**What the exercise asks**
Return every one of the items below word for word, with no changes.

**Supplied records**
--------------------------------------------------

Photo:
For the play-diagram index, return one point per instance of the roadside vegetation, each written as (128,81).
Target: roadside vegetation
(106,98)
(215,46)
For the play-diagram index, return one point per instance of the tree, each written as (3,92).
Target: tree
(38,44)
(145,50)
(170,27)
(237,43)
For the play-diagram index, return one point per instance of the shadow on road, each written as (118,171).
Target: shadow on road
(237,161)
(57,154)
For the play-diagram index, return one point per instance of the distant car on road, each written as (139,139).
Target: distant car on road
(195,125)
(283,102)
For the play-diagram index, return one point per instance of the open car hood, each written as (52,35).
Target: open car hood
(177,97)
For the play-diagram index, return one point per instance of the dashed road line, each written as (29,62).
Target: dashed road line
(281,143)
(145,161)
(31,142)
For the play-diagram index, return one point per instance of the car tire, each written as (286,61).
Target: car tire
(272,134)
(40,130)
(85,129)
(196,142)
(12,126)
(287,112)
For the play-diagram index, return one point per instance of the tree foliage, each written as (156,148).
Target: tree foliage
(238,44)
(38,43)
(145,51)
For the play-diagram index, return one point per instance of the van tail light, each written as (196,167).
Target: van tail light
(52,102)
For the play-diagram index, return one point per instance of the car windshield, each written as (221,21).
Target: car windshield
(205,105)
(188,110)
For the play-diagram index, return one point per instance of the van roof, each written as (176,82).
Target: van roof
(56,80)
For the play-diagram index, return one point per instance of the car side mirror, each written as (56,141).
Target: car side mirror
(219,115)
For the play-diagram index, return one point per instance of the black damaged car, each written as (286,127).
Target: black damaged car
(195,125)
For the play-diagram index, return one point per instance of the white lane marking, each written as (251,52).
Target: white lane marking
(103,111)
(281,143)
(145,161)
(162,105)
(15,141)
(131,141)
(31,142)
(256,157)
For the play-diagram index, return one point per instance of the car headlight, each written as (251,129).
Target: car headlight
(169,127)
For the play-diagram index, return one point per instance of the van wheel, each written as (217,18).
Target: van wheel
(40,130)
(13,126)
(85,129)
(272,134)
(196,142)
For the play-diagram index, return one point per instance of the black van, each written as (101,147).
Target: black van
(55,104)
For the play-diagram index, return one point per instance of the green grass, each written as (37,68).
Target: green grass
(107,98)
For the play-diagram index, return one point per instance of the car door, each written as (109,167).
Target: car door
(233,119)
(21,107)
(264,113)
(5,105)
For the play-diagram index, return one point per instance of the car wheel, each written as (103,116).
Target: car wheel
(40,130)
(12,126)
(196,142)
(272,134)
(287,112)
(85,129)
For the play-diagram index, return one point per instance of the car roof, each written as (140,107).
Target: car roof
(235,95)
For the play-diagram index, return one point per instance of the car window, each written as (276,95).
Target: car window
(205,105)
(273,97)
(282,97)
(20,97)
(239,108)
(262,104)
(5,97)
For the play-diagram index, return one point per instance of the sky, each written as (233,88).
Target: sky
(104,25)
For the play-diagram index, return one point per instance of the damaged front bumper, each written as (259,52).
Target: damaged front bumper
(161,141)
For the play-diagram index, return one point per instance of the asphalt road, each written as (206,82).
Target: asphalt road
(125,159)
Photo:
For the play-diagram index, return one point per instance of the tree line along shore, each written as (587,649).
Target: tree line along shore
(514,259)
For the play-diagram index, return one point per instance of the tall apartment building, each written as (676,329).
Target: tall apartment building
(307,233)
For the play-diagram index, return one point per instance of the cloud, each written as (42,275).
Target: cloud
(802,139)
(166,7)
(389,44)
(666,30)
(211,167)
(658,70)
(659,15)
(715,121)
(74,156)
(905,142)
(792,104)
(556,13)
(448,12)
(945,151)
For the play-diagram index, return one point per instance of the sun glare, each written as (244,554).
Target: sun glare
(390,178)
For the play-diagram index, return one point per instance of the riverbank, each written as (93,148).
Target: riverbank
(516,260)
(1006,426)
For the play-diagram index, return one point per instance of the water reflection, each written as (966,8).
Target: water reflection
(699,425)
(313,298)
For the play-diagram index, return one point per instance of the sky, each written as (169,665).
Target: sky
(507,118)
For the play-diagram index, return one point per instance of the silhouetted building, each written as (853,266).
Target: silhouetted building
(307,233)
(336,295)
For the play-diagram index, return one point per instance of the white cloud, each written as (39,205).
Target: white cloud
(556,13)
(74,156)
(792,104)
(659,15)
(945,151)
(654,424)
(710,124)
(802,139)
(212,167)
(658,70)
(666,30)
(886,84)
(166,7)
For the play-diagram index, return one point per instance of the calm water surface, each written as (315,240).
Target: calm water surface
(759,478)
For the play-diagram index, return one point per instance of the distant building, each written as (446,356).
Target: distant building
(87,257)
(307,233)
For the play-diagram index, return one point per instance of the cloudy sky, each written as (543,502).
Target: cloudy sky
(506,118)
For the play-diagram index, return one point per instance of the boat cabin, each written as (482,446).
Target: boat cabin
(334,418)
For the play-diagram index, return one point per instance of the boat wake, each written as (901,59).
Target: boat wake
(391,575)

--------------------------------------------------

**Complete response**
Photo:
For the play-diagram index, return one point per instance of the roadside vegetation, each written as (128,81).
Target: roadside vegetation
(106,98)
(215,46)
For the play-diagram index, return one point per instance of the tree, each written as (3,92).
Target: tree
(38,44)
(145,50)
(170,27)
(237,43)
For the play-diagram index, return one point per instance of the shadow on road, each written as (118,171).
Target: shadow on road
(237,161)
(57,154)
For the play-diagram index, return one point per instance of the distant car on road, each written as (139,139).
Target: distant car on road
(195,125)
(283,102)
For the play-diagram index, return one point per instance of the open car hood, each written as (52,35).
Target: open car hood
(177,97)
For the play-diagram index, return one point per instance of the dashed road line, each written as (29,62).
Target: dashed road line
(281,143)
(145,161)
(31,142)
For the play-diagram index, return one point per instance of the car tire, each written as (286,61).
Target: car tire
(272,134)
(40,130)
(85,129)
(196,142)
(12,126)
(287,112)
For the play-diagram index, return one point per instance of the tree foliage, each written as (156,148).
Target: tree foliage
(238,44)
(38,43)
(145,51)
For the play-diagram index, return one point per instance of the van tail light, each written as (196,167).
Target: van tail light
(52,102)
For the play-diagram index, return one point per instance of the car windshield, each written as (221,21).
Target: car windshield
(205,105)
(188,110)
For the play-diagram index, return one point per instance of the van roof, each written as (176,82).
Target: van roof
(56,80)
For the play-diagram index, return one point per instance of the car side mirror, each written as (56,141).
Target: car side mirror
(219,115)
For the play-diagram index, return one point per instance of the black damaged car, each written as (286,127).
Target: black damaged car
(195,125)
For the play-diagram index, return one point per instance of the white lane marking, each written as (251,52).
Target: white lane marking
(103,111)
(281,143)
(145,161)
(162,105)
(15,141)
(131,141)
(31,142)
(256,157)
For the play-diagram index, return one point per instance of the car headlight, each written as (251,129).
Target: car headlight
(169,127)
For the play-diagram index, return one point per instance of the van wheel, each written as (217,18).
Target: van wheel
(40,130)
(13,126)
(85,129)
(272,134)
(196,142)
For the play-diagram index, return one point per instance of the black van, each written as (101,147).
Target: black van
(55,104)
For the play-diagram index, return one point per instance of the green grass, each written as (37,68).
Target: green grass
(107,98)
For the play-diagram index, return one point per instance of the car door, each written as (109,167).
Target: car door
(233,119)
(21,107)
(264,113)
(5,105)
For the play-diagram index, return one point per instance of the car wheel, each written as (103,116).
Target: car wheel
(40,130)
(12,126)
(196,142)
(272,134)
(287,112)
(85,129)
For the play-diagram index, return one point per instance of the car roof, each written as (140,107).
Target: car roof
(235,95)
For the play-diagram index, return one point per instance of the car window, each written as (276,95).
Target: car window
(205,105)
(273,97)
(282,97)
(20,97)
(239,108)
(262,104)
(5,97)
For the play-diagram index, return one point per instance of the sky, each written as (233,88).
Target: sky
(104,25)
For the play-diagram index, return one point per instance of the damaged front bumper, each written as (259,52).
Target: damaged front bumper
(161,141)
For the play-diagram index, return one point per instance of the asphalt road, each written as (206,82).
Target: asphalt road
(125,159)
Photo:
For the play-diagram index, return one point per instance of the tree line along shore, each written as (587,649).
Target: tree line along shore
(514,259)
For the play-diagram index, return one point per instance of the tall apartment building, each written as (676,329).
Target: tall apartment building
(307,233)
For the play-diagram index, return one point per instance of the cloud, each written as (42,275).
Target: cloud
(802,139)
(166,7)
(389,44)
(666,30)
(211,167)
(658,70)
(659,15)
(715,121)
(74,156)
(905,142)
(792,104)
(556,13)
(448,12)
(945,151)
For the play-diagram index, return one point per instance of the sun glare, each written as (244,554).
Target: sun glare
(390,178)
For the play-diagram index, return one point per instance of the riverbank, each written as (93,148).
Target: riverbank
(516,260)
(1006,426)
For the play-diagram index, return one point per instance of the water reflection, each written as (966,8).
Target: water reflection
(699,425)
(313,298)
For the play-diagram index, return one point per instance of the sky, each written as (169,665).
Target: sky
(507,118)
For the play-diagram index, return one point per instance of the silhouetted building, each written as (853,266).
Target: silhouetted building
(307,233)
(336,295)
For the play-diagram index, return one point per instance of the white cloud, each written as (39,205).
Target: white cloud
(556,13)
(74,156)
(792,104)
(659,15)
(945,151)
(654,424)
(710,124)
(802,139)
(212,167)
(658,70)
(666,30)
(886,84)
(166,7)
For the play-diagram index, return one point per instance of the calm water surface, each written as (315,240).
Target: calm water surface
(759,478)
For the play-diagram index, return one point per instance of the distant building, each written as (446,356).
Target: distant building
(87,257)
(307,233)
For the play-diagram index, return one point per instance of the cloudy sky, each written as (543,502).
Target: cloudy sky
(506,118)
For the play-diagram index, return one point per instance of the boat cabin, each written as (482,446).
Target: boat cabin
(334,418)
For the play-diagram index, return one point per instance of the boat wake, each written as (901,59).
Target: boat wake
(391,575)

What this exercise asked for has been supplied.